| Excerpt |
:::::
Whaleback is a ski area located in Enfield, New Hampshire, United States. In 2013, after several bankruptcies over previous decades, it was bought by operated by a non-profit organization called the Upper Valley Snow Sports Foundation.

==History==

The ski area dates to 1956, when a small slope called Snow Crest Ski Area was developed by Lebanon Outing Club ski jumping champion Ernest Dion. It had a 1500 ft T-bar and a 600 ft rope tow for novices.

Snow Crest closed in 1968 and was reopened in 1970 as Whaleback Ski Area by Jim Griffiths. In the 1970s Whaleback was a vibrant community ski area known for its "Ski Week" where community members trained to become ski instructors for local kids during February school vacation. Whaleback was sold and had multiple owners during the 1980s, operating continuously until 2001 when then-owner Timothy Herbert closed it. On 8 December 2004, Herbert sold Whaleback to Evan Dybvig, a former freestyle skier for the US Ski Team. In preparation for its reopening, $1 million was spent in renovating the area, which opened for the 2005-2006 ski season. Dybvig intended for the ski area to diversify its offerings into the freestyle sports market, including constructing an indoor sports facility. However, after several investors dropped out of the project, and a planned loan from the Small Business Administration failed to materialize, these plans were dropped. During the area's first two seasons, poor weather hurt it financially, leading to a program announced in August 2006 where individuals could pay to either place a plaque on or paint one of the chairs on Whaleback's chairlift. As of 2010, the ski area employed between five and nine employees, and had a revenue of between $500,000 and $1 million per year.
:::::
| Work required |
Update the Whaleback text by rewriting everything from "Whaleback is a" down to "Snow Sports Foundation." with "non-profit organization" replaced by "charitable foundation".
:::::
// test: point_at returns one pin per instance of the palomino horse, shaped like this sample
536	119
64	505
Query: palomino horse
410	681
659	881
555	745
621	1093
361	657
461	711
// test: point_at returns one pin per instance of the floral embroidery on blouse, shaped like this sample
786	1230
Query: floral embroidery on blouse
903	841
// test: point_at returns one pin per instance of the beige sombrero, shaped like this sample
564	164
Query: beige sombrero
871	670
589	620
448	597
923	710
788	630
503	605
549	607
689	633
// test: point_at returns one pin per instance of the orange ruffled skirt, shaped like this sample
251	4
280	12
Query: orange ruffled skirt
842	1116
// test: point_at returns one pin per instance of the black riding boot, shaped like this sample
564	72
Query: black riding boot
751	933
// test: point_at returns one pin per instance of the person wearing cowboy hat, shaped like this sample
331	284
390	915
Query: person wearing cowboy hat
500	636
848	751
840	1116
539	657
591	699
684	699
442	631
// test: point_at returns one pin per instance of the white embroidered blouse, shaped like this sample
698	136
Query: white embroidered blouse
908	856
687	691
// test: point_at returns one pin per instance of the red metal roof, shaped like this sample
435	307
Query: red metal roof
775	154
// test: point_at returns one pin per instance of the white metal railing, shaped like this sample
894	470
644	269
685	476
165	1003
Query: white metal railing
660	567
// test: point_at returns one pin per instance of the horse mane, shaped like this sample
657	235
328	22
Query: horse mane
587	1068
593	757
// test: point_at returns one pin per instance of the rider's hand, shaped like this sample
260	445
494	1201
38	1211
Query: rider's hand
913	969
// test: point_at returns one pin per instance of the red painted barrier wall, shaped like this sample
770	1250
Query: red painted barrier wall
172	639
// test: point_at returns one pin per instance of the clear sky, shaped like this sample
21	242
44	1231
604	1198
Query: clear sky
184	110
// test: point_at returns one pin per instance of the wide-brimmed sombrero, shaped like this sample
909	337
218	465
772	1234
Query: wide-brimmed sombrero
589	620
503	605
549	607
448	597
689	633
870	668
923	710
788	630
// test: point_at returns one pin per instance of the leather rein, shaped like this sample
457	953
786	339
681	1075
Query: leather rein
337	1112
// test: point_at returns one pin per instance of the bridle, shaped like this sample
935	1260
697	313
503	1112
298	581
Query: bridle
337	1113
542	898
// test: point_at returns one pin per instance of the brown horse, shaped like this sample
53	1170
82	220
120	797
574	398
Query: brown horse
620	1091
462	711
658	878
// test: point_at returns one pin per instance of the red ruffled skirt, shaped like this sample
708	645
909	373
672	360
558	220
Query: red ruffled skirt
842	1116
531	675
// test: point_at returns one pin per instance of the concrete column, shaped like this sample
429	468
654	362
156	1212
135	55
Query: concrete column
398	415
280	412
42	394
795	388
:::::
| Answer to this task |
Whaleback is a ski area located in Enfield, New Hampshire, United States. In 2013, after several bankruptcies over previous decades, it was bought by operated by a charitable foundation called the Upper Valley Snow Sports Foundation.